_STATED GOAL_:
Starting with the line that contains "Practice. Identify the ceiling" and running through the final line, format those lines as a numbered list, omitting any blank lines.

▽

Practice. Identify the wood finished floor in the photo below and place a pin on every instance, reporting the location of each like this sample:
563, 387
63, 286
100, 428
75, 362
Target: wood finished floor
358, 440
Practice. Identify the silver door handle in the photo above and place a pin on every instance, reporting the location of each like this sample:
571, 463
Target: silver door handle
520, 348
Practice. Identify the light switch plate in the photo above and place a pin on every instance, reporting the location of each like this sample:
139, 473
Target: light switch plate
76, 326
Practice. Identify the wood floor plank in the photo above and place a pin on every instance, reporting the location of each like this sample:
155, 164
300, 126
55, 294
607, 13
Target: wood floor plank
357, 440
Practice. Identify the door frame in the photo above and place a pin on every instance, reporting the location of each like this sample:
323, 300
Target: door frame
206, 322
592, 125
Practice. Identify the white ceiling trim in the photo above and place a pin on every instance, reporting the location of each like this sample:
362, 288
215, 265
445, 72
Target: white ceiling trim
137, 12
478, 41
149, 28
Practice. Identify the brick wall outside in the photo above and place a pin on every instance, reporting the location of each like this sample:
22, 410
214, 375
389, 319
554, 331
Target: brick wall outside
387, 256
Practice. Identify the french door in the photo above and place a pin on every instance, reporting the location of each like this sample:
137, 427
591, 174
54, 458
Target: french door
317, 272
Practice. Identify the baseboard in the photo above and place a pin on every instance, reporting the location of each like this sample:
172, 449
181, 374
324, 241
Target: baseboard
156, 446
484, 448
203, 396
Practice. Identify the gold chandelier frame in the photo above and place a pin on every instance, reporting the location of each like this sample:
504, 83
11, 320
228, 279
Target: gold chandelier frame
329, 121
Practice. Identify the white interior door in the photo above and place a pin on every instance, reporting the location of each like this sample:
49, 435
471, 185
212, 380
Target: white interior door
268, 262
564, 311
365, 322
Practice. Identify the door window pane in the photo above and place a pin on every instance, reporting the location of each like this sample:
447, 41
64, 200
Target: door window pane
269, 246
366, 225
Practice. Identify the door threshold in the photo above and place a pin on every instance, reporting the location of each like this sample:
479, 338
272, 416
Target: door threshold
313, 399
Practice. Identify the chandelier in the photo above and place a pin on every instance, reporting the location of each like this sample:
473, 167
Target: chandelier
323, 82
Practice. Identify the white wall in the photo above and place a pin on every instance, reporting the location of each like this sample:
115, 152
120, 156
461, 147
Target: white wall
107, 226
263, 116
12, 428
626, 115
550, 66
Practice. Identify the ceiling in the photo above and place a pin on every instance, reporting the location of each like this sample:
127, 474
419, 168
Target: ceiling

△

_SOLUTION TO THIS PROBLEM_:
1. Practice. Identify the ceiling in the photo above and place a pin on every instance, reporting the location of each like this sample:
2. 127, 474
3. 419, 168
4. Target: ceiling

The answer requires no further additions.